__Brief 1__: Write out the passage from the Miguel de la Espriella article below, starting at "- Noble in 2006" and ending at "the Colombian coast.".
__Brief 2__: In the Miguel de la Espriella article below, turn the paragraph beginning "Miguel de la Espriella (14 November 1947" into a short bulleted list that keeps its main facts.
__Brief 3__: Summarize the Miguel de la Espriella article below in three sentences.

- Noble in 2006
- Born: Miguel Francisco de la Espriella Vergara 14 November 1947 Caimito, Sucre, Colombia
- Died: 16 January 2025 (aged 77) Bogotá, Colombia
- Education: Self-taught
- Known for: Painting, sculpture
- Movement: Naïve, magical realism

= Miguel de la Espriella =

Colombian artist (1947–2025)

Miguel de la Espriella (14 November 1947 – 16 January 2025), more commonly known by his artistic name, Noble, was a Colombian self-taught painter and sculptor from Sucre, whose art has been presented widely within his country and throughout the world.

Noble's work principally reflects the theme of nature that he experienced in the countryside while growing up on the Colombian coast.

The paintings for which he is best known are most often an integration of still lifes and landscapes with a strong "ethereal" presence related to the Latin American school of magic realism and reminiscent of the land in which Macondo, the imaginary town written about in "100 Years of Solitude" by García Márquez the winner of the 1982 Nobel Prize in Literature, could have been set. Indeed, it may be this essence to Noble's artwork that provoked Gabo to write about it when he said:

"There is in the painting of Miguel de la Espriella, "Noble", an explosion of light that comes from a background of shadows, the glare of the universe in the middle of a vegetable serfdom populated by birds and dragonflies. What makes an impact are his chiaroscuros with that essential validity that has always been present in Rembrandt. But in the concrete case of Noble it is not about imitation, but continuity, of a process that is forever in renewal and because of that, lasts. It is the survival of art and its real mode of expression while at the same time understanding it." [Published in the Colombian magazine FAMA (2000)]

Noble died in Bogotá on 16 January 2025, at the age of 77.

__Records supplied__:
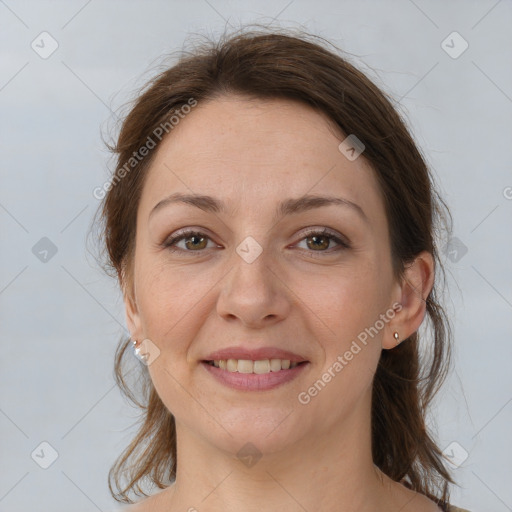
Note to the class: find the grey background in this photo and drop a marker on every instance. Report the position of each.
(60, 320)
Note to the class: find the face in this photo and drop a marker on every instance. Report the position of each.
(258, 275)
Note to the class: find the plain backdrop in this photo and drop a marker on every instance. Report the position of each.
(65, 66)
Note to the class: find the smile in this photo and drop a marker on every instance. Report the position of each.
(249, 366)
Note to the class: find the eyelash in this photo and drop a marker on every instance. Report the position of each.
(169, 243)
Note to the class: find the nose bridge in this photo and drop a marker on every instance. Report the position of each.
(252, 291)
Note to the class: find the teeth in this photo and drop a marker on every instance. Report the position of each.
(259, 367)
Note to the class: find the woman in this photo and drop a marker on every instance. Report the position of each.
(272, 223)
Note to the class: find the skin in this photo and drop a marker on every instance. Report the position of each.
(252, 154)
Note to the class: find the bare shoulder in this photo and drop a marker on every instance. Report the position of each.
(155, 503)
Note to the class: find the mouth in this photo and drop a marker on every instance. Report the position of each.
(254, 375)
(259, 367)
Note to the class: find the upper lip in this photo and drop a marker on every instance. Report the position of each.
(254, 354)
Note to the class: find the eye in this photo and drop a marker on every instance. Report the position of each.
(196, 241)
(321, 239)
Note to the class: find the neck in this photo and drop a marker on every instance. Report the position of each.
(330, 470)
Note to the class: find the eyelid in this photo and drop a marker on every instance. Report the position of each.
(170, 242)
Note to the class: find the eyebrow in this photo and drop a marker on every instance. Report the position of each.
(286, 207)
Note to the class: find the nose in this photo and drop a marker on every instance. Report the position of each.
(254, 293)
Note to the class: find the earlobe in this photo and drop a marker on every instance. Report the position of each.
(415, 288)
(132, 317)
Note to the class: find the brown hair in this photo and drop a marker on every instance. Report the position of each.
(277, 64)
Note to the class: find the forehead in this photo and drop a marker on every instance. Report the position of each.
(256, 152)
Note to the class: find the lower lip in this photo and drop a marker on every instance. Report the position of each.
(254, 381)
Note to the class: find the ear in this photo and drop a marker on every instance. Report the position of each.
(133, 319)
(412, 294)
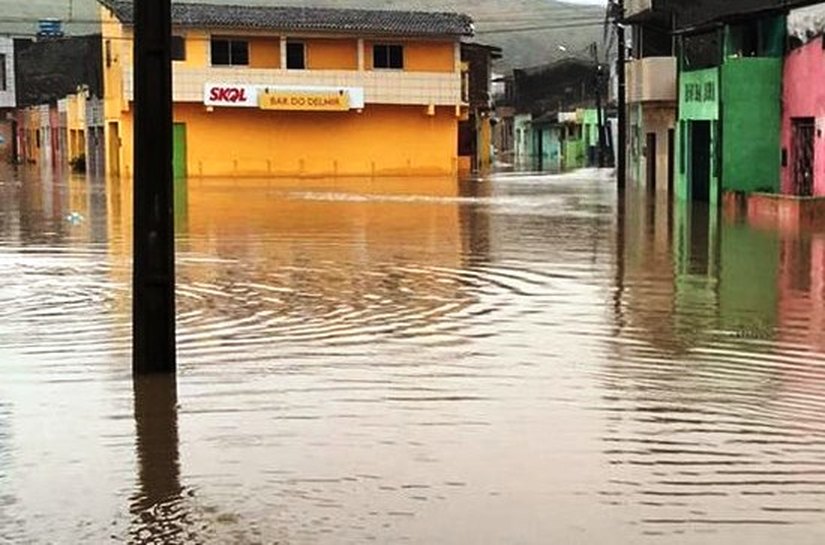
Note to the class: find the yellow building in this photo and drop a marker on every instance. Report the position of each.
(272, 91)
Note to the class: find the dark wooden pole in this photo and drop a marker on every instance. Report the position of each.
(621, 156)
(153, 303)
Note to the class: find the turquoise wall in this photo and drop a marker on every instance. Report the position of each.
(574, 154)
(752, 99)
(551, 147)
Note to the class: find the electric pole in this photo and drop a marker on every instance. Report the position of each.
(599, 109)
(153, 272)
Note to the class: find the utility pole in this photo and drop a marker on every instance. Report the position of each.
(599, 110)
(153, 274)
(621, 155)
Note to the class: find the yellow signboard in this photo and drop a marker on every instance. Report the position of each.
(315, 101)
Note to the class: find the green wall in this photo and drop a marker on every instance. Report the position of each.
(751, 128)
(550, 155)
(574, 154)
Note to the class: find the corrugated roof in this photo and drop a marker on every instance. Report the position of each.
(299, 19)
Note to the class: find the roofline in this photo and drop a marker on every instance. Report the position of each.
(469, 33)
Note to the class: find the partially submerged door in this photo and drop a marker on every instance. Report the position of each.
(700, 142)
(179, 155)
(650, 160)
(803, 156)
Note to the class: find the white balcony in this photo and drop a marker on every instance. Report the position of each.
(652, 79)
(380, 87)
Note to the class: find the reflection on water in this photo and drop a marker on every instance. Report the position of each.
(524, 359)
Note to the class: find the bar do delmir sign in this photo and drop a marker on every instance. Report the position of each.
(283, 98)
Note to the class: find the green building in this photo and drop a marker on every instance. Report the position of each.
(730, 87)
(547, 142)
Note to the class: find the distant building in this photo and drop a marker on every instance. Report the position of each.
(548, 116)
(54, 78)
(269, 91)
(475, 133)
(8, 99)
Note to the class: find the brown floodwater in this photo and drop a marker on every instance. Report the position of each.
(515, 360)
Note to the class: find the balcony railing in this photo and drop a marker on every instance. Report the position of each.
(651, 79)
(380, 87)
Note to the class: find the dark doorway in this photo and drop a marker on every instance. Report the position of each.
(650, 161)
(700, 160)
(803, 156)
(671, 159)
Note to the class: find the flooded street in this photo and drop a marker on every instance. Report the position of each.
(518, 360)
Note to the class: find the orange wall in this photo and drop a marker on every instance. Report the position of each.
(420, 56)
(332, 54)
(383, 140)
(265, 52)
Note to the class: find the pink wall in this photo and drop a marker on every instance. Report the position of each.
(804, 96)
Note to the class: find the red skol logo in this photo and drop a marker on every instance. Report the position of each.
(233, 95)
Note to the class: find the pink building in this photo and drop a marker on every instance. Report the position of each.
(803, 121)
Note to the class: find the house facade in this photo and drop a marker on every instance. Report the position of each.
(730, 87)
(8, 100)
(651, 98)
(268, 91)
(803, 121)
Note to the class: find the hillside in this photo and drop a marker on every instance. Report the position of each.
(495, 20)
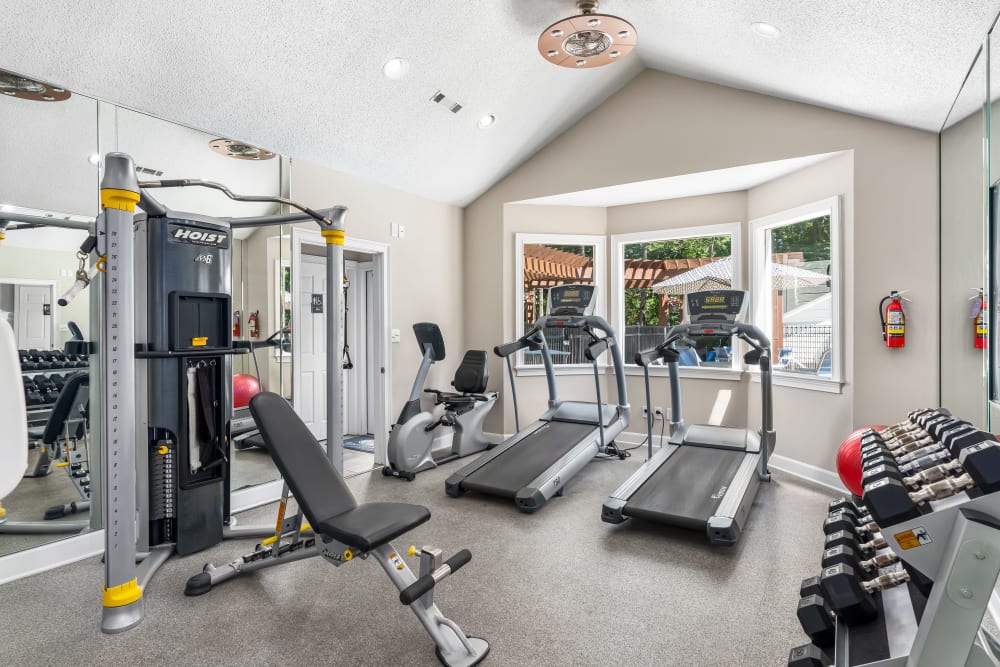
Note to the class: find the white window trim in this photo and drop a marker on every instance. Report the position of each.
(618, 243)
(761, 308)
(600, 254)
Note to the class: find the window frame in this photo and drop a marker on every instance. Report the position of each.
(618, 242)
(599, 241)
(760, 308)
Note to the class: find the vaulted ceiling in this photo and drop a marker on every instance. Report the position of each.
(304, 78)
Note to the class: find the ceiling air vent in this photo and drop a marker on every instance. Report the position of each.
(445, 101)
(15, 85)
(239, 150)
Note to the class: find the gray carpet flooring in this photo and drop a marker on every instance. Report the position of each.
(558, 587)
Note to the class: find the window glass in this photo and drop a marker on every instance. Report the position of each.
(801, 301)
(547, 265)
(657, 275)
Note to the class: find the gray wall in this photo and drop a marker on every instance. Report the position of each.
(663, 125)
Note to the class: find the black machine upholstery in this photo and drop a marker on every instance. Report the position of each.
(71, 404)
(325, 499)
(473, 373)
(470, 379)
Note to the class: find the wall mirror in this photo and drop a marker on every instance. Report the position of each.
(48, 196)
(964, 234)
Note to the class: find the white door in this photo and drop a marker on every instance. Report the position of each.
(310, 339)
(369, 301)
(33, 316)
(357, 396)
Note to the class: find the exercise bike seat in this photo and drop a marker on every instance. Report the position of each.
(470, 379)
(319, 489)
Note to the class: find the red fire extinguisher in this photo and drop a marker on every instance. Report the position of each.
(980, 320)
(893, 320)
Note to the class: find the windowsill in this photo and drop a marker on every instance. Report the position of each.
(697, 372)
(560, 369)
(810, 382)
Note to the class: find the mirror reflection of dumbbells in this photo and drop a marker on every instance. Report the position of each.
(896, 490)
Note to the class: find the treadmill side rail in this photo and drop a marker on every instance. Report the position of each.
(613, 506)
(452, 485)
(727, 525)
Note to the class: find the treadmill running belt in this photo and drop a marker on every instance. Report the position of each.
(688, 487)
(514, 469)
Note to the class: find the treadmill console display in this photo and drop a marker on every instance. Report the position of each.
(716, 306)
(570, 299)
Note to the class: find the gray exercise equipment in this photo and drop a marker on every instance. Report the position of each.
(164, 283)
(704, 477)
(63, 445)
(411, 440)
(537, 462)
(340, 530)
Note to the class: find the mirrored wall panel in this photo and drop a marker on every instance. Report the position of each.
(48, 197)
(964, 242)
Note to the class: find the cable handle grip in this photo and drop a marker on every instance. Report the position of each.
(596, 349)
(426, 583)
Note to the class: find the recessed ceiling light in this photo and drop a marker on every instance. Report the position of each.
(396, 68)
(765, 29)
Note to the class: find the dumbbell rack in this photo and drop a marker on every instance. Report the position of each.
(954, 545)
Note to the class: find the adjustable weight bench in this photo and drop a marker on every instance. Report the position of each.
(340, 530)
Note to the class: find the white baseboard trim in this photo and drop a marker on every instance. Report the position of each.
(802, 470)
(830, 480)
(62, 551)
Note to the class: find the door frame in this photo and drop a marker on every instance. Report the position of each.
(379, 330)
(32, 282)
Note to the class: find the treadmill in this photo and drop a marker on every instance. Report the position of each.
(704, 477)
(535, 464)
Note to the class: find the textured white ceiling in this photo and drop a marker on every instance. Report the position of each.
(716, 181)
(304, 78)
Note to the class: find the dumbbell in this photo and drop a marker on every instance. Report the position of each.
(808, 655)
(866, 549)
(816, 619)
(846, 555)
(949, 468)
(850, 597)
(841, 521)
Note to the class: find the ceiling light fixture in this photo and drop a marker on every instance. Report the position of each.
(396, 68)
(588, 39)
(239, 150)
(765, 29)
(15, 85)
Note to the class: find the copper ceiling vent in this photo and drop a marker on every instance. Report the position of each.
(16, 85)
(587, 40)
(239, 150)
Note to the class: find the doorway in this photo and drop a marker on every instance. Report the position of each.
(365, 333)
(28, 306)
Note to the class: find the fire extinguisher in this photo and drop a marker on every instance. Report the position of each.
(893, 319)
(980, 319)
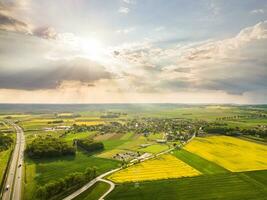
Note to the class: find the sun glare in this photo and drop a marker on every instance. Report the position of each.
(92, 48)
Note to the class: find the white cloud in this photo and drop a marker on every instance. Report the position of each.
(257, 11)
(160, 28)
(235, 65)
(129, 1)
(126, 30)
(124, 10)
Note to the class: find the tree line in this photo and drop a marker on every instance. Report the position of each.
(89, 145)
(49, 147)
(74, 180)
(5, 142)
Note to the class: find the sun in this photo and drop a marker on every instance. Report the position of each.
(92, 48)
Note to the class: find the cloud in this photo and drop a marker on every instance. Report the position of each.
(9, 22)
(81, 70)
(124, 10)
(126, 30)
(160, 28)
(45, 32)
(234, 65)
(257, 11)
(128, 1)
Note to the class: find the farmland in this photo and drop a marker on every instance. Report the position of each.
(231, 153)
(213, 163)
(233, 186)
(41, 171)
(163, 167)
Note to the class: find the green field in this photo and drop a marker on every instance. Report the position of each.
(94, 192)
(215, 182)
(4, 157)
(230, 186)
(41, 171)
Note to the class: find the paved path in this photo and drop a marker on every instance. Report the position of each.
(14, 174)
(88, 185)
(112, 185)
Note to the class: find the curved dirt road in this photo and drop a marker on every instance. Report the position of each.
(14, 174)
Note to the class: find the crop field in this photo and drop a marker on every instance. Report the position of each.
(88, 123)
(163, 167)
(4, 156)
(109, 154)
(231, 153)
(41, 171)
(95, 192)
(199, 163)
(226, 186)
(155, 148)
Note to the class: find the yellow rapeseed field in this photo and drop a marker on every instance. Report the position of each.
(231, 153)
(89, 123)
(163, 167)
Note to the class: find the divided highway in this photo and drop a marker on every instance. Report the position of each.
(14, 175)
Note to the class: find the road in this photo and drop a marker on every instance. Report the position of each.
(14, 174)
(112, 185)
(101, 178)
(88, 185)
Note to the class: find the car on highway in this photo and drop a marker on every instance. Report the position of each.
(7, 187)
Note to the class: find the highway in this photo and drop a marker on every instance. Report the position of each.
(14, 175)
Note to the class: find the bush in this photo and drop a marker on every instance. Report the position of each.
(49, 147)
(55, 188)
(5, 142)
(89, 145)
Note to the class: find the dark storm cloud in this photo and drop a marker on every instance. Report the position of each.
(8, 22)
(81, 70)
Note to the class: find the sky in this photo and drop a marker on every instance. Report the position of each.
(133, 51)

__Task answer 1__:
- Noble in 2006
- Born: Miguel Francisco de la Espriella Vergara 14 November 1947 Caimito, Sucre, Colombia
- Died: 16 January 2025 (aged 77) Bogotá, Colombia
- Education: Self-taught
- Known for: Painting, sculpture
- Movement: Naïve, magical realism

= Miguel de la Espriella =

Colombian artist (1947–2025)

Miguel de la Espriella (14 November 1947 – 16 January 2025), more commonly known by his artistic name, Noble, was a Colombian self-taught painter and sculptor from Sucre, whose art has been presented widely within his country and throughout the world.

Noble's work principally reflects the theme of nature that he experienced in the countryside while growing up on the Colombian coast.

__Task answer 2__:
- Lived from 14 November 1947 to 16 January 2025
- Better known by the artistic name Noble
- Colombian, from Sucre
- Self-taught painter and sculptor
- Art shown widely in Colombia and around the world

__Task answer 3__: Miguel de la Espriella, known as Noble, was a self-taught Colombian painter and sculptor from Sucre whose art was shown widely in Colombia and around the world. His work mainly reflects the nature he knew growing up in the countryside on the Colombian coast, and his best-known paintings combine still lifes and landscapes with an ethereal presence linked to magic realism. A tribute published in the Colombian magazine FAMA in 2000 praises the explosion of light and the chiaroscuros in his painting, and he died in Bogotá on 16 January 2025 at the age of 77.